◆ Material for the task:
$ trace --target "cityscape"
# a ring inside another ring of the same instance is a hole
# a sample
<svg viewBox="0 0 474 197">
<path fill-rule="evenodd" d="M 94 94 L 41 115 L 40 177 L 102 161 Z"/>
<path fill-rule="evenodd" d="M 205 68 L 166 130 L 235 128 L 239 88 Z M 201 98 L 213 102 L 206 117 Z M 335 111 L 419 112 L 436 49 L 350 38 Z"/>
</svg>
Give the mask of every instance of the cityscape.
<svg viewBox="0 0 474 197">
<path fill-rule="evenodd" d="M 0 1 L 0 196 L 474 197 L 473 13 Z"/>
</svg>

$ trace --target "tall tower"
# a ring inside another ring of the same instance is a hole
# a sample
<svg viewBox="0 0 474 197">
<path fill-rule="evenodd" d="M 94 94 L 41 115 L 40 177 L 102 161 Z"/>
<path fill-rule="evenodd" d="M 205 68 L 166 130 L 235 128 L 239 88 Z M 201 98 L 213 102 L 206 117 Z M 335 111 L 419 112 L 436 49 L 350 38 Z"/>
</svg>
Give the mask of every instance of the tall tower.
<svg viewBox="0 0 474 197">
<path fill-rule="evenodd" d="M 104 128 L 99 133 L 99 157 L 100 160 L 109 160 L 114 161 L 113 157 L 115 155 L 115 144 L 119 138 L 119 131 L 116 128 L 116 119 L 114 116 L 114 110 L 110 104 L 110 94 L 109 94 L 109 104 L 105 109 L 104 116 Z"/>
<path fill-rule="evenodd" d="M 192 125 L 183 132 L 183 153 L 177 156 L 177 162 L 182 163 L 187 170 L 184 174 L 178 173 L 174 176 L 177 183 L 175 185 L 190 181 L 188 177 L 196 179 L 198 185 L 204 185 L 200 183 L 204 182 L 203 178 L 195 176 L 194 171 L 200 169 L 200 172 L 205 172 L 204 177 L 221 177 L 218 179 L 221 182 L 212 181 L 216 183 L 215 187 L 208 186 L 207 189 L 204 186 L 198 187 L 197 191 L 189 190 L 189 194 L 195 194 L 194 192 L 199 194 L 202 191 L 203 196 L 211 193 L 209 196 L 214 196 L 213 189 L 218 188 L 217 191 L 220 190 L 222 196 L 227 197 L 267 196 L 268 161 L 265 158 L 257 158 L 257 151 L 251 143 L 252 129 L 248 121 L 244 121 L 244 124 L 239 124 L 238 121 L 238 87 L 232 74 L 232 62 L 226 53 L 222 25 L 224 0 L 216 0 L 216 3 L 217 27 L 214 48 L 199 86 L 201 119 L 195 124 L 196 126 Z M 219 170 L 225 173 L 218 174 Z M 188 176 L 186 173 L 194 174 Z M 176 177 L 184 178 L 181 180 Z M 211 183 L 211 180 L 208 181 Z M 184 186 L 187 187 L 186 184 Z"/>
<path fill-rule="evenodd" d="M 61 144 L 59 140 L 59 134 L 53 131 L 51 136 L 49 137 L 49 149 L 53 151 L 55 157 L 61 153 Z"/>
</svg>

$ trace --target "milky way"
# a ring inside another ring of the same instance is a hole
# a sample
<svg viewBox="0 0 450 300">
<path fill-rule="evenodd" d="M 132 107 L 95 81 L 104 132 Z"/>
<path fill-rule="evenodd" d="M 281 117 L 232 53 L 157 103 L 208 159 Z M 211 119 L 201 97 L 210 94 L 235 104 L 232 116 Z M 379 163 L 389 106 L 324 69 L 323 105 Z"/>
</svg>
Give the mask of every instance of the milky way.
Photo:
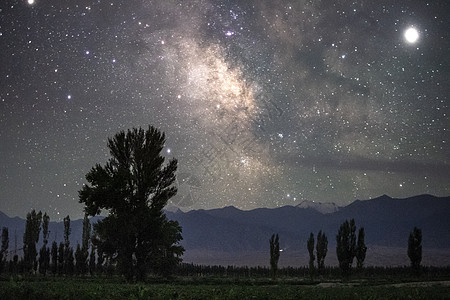
<svg viewBox="0 0 450 300">
<path fill-rule="evenodd" d="M 450 190 L 448 1 L 2 1 L 0 210 L 82 216 L 149 124 L 184 210 Z M 408 29 L 413 31 L 407 31 Z"/>
</svg>

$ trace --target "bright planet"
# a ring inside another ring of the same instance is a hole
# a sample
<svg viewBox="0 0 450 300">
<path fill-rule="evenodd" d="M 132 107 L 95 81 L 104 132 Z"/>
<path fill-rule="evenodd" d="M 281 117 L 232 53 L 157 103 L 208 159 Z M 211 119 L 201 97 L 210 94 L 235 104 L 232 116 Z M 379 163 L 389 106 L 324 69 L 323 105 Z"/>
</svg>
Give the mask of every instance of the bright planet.
<svg viewBox="0 0 450 300">
<path fill-rule="evenodd" d="M 408 43 L 414 44 L 419 39 L 419 32 L 417 29 L 410 27 L 405 31 L 404 36 Z"/>
</svg>

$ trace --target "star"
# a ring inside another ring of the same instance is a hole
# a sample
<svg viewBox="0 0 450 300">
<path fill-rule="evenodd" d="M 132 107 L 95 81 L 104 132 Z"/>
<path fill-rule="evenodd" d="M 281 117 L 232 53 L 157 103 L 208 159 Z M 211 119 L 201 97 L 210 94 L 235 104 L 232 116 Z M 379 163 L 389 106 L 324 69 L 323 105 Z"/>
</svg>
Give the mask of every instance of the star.
<svg viewBox="0 0 450 300">
<path fill-rule="evenodd" d="M 409 44 L 414 44 L 419 39 L 419 32 L 417 31 L 416 28 L 409 27 L 408 29 L 405 30 L 404 37 Z"/>
</svg>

◆ Work request: Your response must restate every record above exactly, with each picture omitted.

◆ Result for this task:
$ trace --target "cityscape"
# a ring inside another ring of the same instance is a hole
# a sample
<svg viewBox="0 0 474 197">
<path fill-rule="evenodd" d="M 94 94 L 41 115 L 40 177 L 102 161 Z"/>
<path fill-rule="evenodd" d="M 205 68 L 166 130 L 235 128 L 239 88 Z M 201 98 L 213 102 L 206 117 Z M 335 111 L 419 112 L 436 49 L 350 38 Z"/>
</svg>
Give the mask of every instance of the cityscape.
<svg viewBox="0 0 474 197">
<path fill-rule="evenodd" d="M 0 1 L 0 196 L 474 197 L 473 13 Z"/>
</svg>

$ trace --target "tall tower"
# a ring inside another ring of the same instance is a hole
# a sample
<svg viewBox="0 0 474 197">
<path fill-rule="evenodd" d="M 94 94 L 41 115 L 40 177 L 102 161 Z"/>
<path fill-rule="evenodd" d="M 205 68 L 166 130 L 235 128 L 239 88 Z M 201 98 L 213 102 L 206 117 Z M 335 111 L 419 112 L 436 49 L 350 38 Z"/>
</svg>
Give the mask of every instance of the tall tower.
<svg viewBox="0 0 474 197">
<path fill-rule="evenodd" d="M 104 128 L 99 133 L 99 157 L 100 160 L 109 160 L 114 161 L 113 157 L 115 155 L 115 144 L 119 138 L 119 131 L 116 128 L 116 119 L 114 116 L 114 110 L 110 104 L 110 94 L 109 94 L 109 104 L 105 109 L 104 116 Z"/>
<path fill-rule="evenodd" d="M 192 125 L 183 132 L 183 153 L 177 156 L 177 162 L 182 163 L 187 170 L 184 174 L 178 173 L 174 176 L 177 183 L 175 185 L 190 181 L 188 177 L 196 179 L 198 185 L 204 185 L 200 183 L 204 182 L 203 178 L 195 176 L 194 171 L 200 169 L 200 172 L 205 172 L 204 177 L 221 177 L 218 179 L 221 182 L 212 181 L 216 183 L 215 187 L 208 186 L 207 189 L 204 186 L 198 187 L 197 191 L 189 190 L 189 194 L 195 194 L 194 192 L 199 194 L 202 191 L 203 196 L 211 193 L 209 196 L 214 196 L 213 189 L 218 188 L 217 191 L 220 190 L 222 196 L 227 197 L 267 196 L 268 161 L 265 158 L 257 158 L 257 151 L 251 143 L 252 129 L 248 121 L 244 121 L 244 124 L 239 124 L 238 121 L 238 87 L 232 74 L 232 62 L 226 53 L 222 25 L 224 0 L 216 0 L 216 3 L 217 27 L 214 48 L 199 86 L 201 119 L 195 124 L 196 126 Z M 219 170 L 225 173 L 218 174 Z M 188 176 L 186 173 L 194 174 Z M 176 177 L 184 178 L 181 180 Z M 211 183 L 211 180 L 208 181 Z M 184 186 L 187 187 L 186 184 Z"/>
<path fill-rule="evenodd" d="M 61 144 L 59 140 L 59 134 L 53 131 L 51 136 L 49 137 L 49 149 L 53 151 L 55 157 L 61 153 Z"/>
</svg>

$ trace --target "milky way"
# a ring inside another ring of the same instance is a hole
# a sample
<svg viewBox="0 0 450 300">
<path fill-rule="evenodd" d="M 132 107 L 95 81 L 104 132 Z"/>
<path fill-rule="evenodd" d="M 281 117 L 232 53 L 157 103 L 208 159 Z M 211 119 L 201 97 L 210 94 L 235 104 L 232 116 Z M 379 163 L 389 106 L 324 69 L 323 105 Z"/>
</svg>
Give the mask of every instance of the milky way.
Photo:
<svg viewBox="0 0 450 300">
<path fill-rule="evenodd" d="M 450 190 L 448 1 L 2 1 L 0 210 L 82 216 L 149 124 L 184 210 Z M 408 29 L 413 31 L 407 31 Z"/>
</svg>

$ trace --target "bright planet"
# a ring inside another ring of the same instance is a hole
# a sample
<svg viewBox="0 0 450 300">
<path fill-rule="evenodd" d="M 132 107 L 95 81 L 104 132 Z"/>
<path fill-rule="evenodd" d="M 281 117 L 232 53 L 157 103 L 208 159 Z M 211 119 L 201 97 L 210 94 L 235 104 L 232 116 Z M 379 163 L 389 106 L 324 69 L 323 105 Z"/>
</svg>
Give the mask of every instance of the bright planet.
<svg viewBox="0 0 450 300">
<path fill-rule="evenodd" d="M 408 43 L 414 44 L 419 39 L 419 32 L 417 29 L 410 27 L 405 31 L 404 36 Z"/>
</svg>

$ trace --target "star"
# a ring inside another ring of the same instance is a hole
# a sample
<svg viewBox="0 0 450 300">
<path fill-rule="evenodd" d="M 132 107 L 95 81 L 104 132 Z"/>
<path fill-rule="evenodd" d="M 281 117 L 232 53 L 157 103 L 208 159 Z M 211 119 L 201 97 L 210 94 L 235 104 L 232 116 Z M 379 163 L 389 106 L 324 69 L 323 105 Z"/>
</svg>
Give the mask of every instance of the star.
<svg viewBox="0 0 450 300">
<path fill-rule="evenodd" d="M 409 44 L 414 44 L 419 39 L 419 32 L 417 31 L 416 28 L 409 27 L 408 29 L 405 30 L 404 37 Z"/>
</svg>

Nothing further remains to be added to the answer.